* **WHAT IS REQUIRED**
Copy the text of the items below word for word, leaving out the pictures.

>>

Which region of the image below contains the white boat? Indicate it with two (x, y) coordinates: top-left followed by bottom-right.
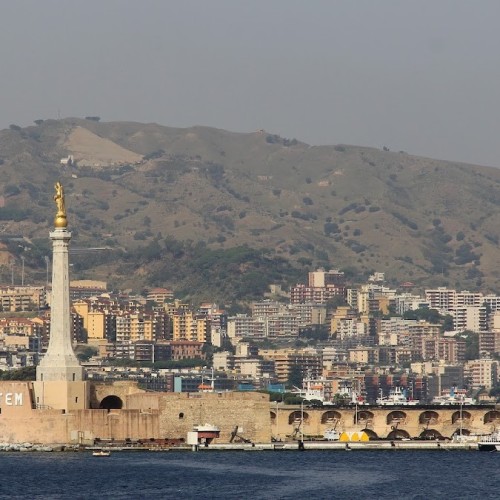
(292, 378), (333, 405)
(376, 387), (420, 406)
(477, 431), (500, 451)
(323, 429), (340, 441)
(92, 450), (111, 457)
(431, 388), (475, 406)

<<

* **ANSWER TO THIS TASK**
Which region of the image below contains the white boat? Indicate it with two (x, y) coordinates: top-left followed by bottom-right.
(292, 378), (333, 405)
(376, 387), (420, 406)
(477, 431), (500, 451)
(323, 429), (340, 441)
(92, 450), (111, 457)
(431, 388), (475, 406)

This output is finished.